> PROBLEM TO SOLVE:
Copy the items below exactly, from the line containing "the windshield wiper." through the line containing "[147,33,199,126]", both of those lines included.

## START

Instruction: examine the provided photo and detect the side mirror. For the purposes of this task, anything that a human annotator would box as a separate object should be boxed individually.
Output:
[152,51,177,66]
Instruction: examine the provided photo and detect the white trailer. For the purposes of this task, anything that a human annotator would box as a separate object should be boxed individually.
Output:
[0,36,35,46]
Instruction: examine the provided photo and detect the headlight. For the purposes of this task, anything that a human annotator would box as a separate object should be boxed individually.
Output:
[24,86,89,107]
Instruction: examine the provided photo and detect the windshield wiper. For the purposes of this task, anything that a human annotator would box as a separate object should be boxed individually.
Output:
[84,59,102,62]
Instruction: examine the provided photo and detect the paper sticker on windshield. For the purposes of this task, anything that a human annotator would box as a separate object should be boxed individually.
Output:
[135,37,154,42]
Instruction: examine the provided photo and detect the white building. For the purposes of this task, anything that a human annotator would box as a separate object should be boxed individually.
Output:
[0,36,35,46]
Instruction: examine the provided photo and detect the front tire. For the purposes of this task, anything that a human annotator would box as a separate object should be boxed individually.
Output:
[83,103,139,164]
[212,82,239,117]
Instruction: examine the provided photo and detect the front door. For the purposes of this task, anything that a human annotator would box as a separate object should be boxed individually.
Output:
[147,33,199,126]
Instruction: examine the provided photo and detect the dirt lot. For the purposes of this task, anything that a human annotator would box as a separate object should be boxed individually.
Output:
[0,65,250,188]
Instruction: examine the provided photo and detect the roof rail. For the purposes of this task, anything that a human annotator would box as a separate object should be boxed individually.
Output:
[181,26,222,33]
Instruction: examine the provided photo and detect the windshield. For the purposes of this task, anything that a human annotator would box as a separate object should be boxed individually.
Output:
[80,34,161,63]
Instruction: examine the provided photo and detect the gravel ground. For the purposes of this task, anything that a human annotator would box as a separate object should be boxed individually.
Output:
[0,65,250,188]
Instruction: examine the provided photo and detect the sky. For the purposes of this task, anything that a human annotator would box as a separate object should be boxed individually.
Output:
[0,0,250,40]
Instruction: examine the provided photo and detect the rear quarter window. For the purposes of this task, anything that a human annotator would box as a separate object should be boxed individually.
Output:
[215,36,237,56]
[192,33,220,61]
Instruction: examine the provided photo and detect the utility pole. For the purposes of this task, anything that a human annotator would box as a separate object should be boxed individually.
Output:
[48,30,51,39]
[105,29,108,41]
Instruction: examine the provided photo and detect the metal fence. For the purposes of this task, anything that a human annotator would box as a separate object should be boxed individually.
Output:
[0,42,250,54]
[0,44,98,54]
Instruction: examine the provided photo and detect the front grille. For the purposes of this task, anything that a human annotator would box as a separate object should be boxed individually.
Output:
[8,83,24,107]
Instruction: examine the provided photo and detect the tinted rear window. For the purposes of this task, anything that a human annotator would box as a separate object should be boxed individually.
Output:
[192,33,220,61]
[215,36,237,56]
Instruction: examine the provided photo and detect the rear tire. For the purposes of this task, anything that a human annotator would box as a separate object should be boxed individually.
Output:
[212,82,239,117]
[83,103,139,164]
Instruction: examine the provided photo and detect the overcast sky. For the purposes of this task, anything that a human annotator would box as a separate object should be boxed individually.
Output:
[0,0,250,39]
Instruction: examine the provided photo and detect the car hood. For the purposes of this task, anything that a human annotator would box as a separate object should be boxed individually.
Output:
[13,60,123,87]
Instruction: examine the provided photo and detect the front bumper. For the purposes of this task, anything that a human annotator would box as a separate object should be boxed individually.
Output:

## END

> COMPLETED EXERCISE:
Instruction: examine the provided photo and detect the windshield wiper. For the purposes of this task, anything that a human annotator would box as a separate object should be boxed individually.
Output:
[84,59,102,62]
Instruction: examine the provided photo and detect the paper sticker on windshield. For the purposes of this task, anything that a human annotator would box as a separate object should be boxed individually.
Output:
[135,37,154,42]
Instruction: examine the provided photo and detect the white building. For the purposes of this task, anything that a human annotator would box as a separate object should be boxed individually.
Output:
[0,36,35,46]
Instruction: examine the provided photo and detect the front tire. For the purposes of this task, anything that a human annotator would box as a separate object should be boxed individually.
Output:
[83,103,139,164]
[212,82,239,117]
Instruction: examine the provided photo and detect the front door. For the purposes of this task, anything that a human annotator would box as a separate object should be boxed individually.
Output:
[147,33,199,126]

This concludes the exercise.